┌─ Provided passage

If you directly decompile the preceding sequence into a sequence of assignment expressions, you come up with the following output:

Variable1 = Param3;
Variable2 = Variable1 + 4;
Variable1 = Param2;
Variable1 = Variable1 / Variable2
Variable3 = Param1;
Variable1 = Variable1 + Variable3 * 2;

Even though this is perfectly legal C code, it is quite different from anything that a real programmer would ever write. In this sample, a local variable was assigned to each register being used, which is totally unnecessary considering that the only reason that the compiler used registers is that many instructions simply can't work directly with memory operands. Thus it makes sense to track the flow of data in this sequence and eliminate all temporary register usage. For example, you would replace the first two lines of the preceding sequence with:

Variable2 = Param3 + 4;

So, instead of first loading the value of Param3 to a local variable before using it, you just use it directly. If you look at the following two lines, the same principle can be applied just as easily. There is really no need for storing either Param2 nor the result of Param3 + 4, you can just compute that inside the division expression, like this:

Variable1 = Param2 / (Param3 + 4);

The same goes for the last two lines: You simply carry over the expression from above and propagate it. This gives you the following complex expression:

Variable1 = Param2 / (Param3 + 4) + Param1 * 2;

The preceding code is obviously far more human-readable. The elimination of temporary storage registers is obviously a critical step in the decompilation process. Of course, this process should not be overdone. In many cases, registers represent actual local variables that were defined in the original program. Eliminating them might reduce program readability.

In terms of implementation, one representation that greatly simplifies this process is the SSA notation described earlier. That's because SSA provides a clear picture of the lifespan of each register value and simplifies the process of identifying ambiguous cases where different control flow paths lead to different assignment instructions on the same register. This enables the decompiler to determine when propagation should take place and when it shouldn't.

└─

#### Task
In the decompilation passage, which representation is said to greatly simplify eliminating temporary registers?

┌─ Provided records

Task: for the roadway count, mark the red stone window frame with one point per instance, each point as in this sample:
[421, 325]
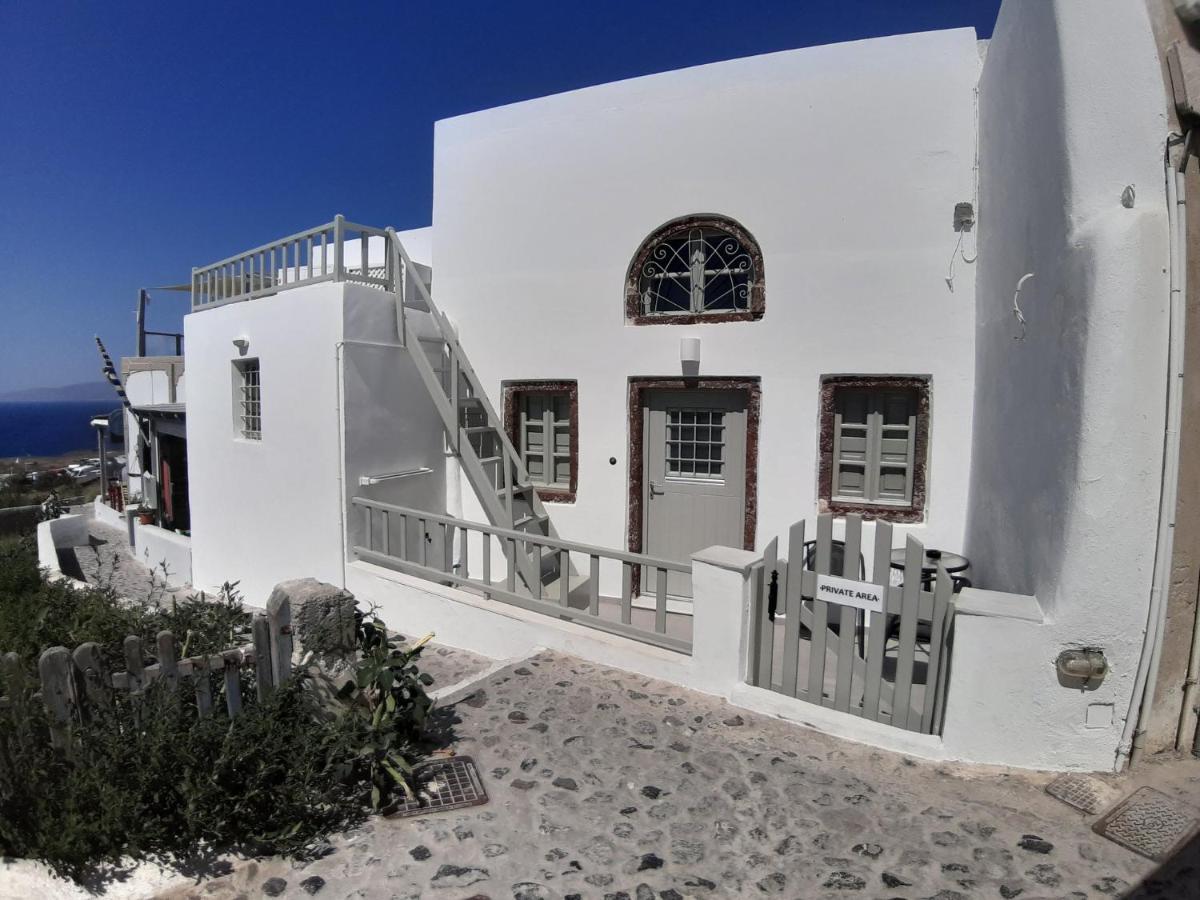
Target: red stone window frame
[513, 394]
[673, 228]
[907, 514]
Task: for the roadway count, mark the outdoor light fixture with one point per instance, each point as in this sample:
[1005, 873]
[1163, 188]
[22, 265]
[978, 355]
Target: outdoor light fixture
[689, 351]
[1085, 666]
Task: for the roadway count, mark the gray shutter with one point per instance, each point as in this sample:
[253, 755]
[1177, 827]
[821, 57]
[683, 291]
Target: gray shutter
[851, 444]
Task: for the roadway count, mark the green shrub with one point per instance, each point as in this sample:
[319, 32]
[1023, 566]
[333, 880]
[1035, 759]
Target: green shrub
[36, 613]
[150, 778]
[153, 779]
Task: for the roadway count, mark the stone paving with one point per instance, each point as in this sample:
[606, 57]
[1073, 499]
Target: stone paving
[607, 785]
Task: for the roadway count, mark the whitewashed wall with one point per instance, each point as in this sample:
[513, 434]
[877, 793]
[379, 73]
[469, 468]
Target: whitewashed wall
[267, 510]
[1068, 429]
[340, 400]
[845, 162]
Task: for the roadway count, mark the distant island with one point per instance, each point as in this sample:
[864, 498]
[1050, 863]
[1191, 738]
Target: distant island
[81, 393]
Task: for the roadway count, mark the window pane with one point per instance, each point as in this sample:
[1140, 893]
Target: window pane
[853, 407]
[893, 483]
[851, 480]
[897, 407]
[563, 472]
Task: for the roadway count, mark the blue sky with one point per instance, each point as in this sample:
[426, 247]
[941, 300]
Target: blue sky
[138, 139]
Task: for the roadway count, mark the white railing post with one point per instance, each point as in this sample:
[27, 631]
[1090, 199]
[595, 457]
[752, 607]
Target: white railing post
[339, 247]
[396, 276]
[720, 623]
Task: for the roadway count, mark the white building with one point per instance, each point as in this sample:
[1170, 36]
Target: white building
[706, 304]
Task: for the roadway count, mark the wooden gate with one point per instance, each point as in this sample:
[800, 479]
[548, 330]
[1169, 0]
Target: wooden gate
[883, 654]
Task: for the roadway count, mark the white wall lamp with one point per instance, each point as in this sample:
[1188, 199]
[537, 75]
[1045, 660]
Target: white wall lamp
[689, 355]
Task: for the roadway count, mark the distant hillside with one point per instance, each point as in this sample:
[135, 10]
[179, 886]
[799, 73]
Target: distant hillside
[84, 391]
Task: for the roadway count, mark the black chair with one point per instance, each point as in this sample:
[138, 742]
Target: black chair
[924, 629]
[837, 559]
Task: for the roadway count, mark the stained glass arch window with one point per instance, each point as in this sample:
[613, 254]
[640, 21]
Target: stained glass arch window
[696, 269]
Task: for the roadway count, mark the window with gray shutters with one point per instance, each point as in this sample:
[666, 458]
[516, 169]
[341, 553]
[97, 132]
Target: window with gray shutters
[543, 418]
[247, 400]
[874, 444]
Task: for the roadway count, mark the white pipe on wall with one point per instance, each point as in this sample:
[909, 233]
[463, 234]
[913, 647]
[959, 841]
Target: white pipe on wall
[1143, 700]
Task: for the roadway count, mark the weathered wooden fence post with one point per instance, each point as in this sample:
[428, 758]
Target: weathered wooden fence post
[279, 616]
[55, 671]
[168, 660]
[233, 685]
[264, 678]
[93, 675]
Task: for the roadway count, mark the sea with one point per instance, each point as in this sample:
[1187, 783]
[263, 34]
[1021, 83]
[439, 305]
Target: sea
[30, 429]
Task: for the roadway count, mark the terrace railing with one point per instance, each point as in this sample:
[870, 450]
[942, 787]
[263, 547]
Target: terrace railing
[307, 257]
[424, 544]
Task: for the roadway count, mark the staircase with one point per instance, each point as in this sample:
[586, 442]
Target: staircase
[474, 431]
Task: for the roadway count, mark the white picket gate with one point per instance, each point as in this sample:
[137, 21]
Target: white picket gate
[886, 659]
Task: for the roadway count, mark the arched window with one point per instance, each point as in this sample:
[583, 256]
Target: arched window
[696, 269]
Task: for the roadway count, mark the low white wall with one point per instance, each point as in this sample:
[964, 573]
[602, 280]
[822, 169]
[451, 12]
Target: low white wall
[983, 701]
[168, 553]
[109, 516]
[63, 532]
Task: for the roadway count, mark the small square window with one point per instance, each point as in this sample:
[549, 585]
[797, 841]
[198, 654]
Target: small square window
[874, 445]
[543, 423]
[247, 400]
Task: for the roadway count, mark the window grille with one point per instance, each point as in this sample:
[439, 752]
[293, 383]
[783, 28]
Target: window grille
[875, 445]
[697, 268]
[250, 400]
[696, 444]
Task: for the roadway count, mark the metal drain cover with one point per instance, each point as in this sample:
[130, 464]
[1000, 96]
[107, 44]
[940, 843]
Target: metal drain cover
[444, 785]
[1085, 793]
[1149, 822]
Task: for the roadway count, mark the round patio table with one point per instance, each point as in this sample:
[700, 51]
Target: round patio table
[953, 562]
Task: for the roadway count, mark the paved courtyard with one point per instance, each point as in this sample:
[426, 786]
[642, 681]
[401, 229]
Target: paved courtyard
[609, 785]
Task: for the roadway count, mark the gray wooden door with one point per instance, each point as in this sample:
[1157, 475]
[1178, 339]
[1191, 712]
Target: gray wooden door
[694, 479]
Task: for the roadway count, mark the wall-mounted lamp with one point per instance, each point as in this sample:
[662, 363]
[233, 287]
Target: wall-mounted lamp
[1081, 667]
[689, 355]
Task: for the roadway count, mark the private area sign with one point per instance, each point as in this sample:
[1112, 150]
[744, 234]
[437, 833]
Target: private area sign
[859, 594]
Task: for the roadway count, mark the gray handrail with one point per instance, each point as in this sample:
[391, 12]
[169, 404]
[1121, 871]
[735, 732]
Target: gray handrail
[527, 537]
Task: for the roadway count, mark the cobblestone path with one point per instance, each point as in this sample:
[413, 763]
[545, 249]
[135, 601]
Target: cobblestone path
[607, 785]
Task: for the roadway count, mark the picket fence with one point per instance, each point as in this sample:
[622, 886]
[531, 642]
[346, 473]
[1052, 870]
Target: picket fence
[71, 682]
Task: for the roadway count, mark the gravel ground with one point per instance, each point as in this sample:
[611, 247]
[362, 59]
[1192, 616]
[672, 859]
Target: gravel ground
[609, 785]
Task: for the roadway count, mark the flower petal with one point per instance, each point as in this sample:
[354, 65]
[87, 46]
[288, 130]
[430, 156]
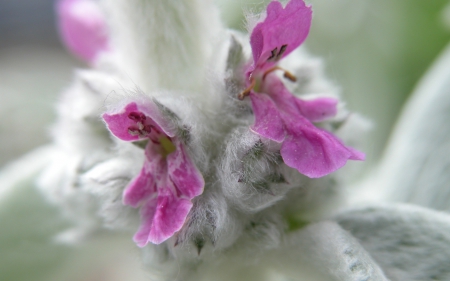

└─

#### Solution to the exercise
The SSA notation.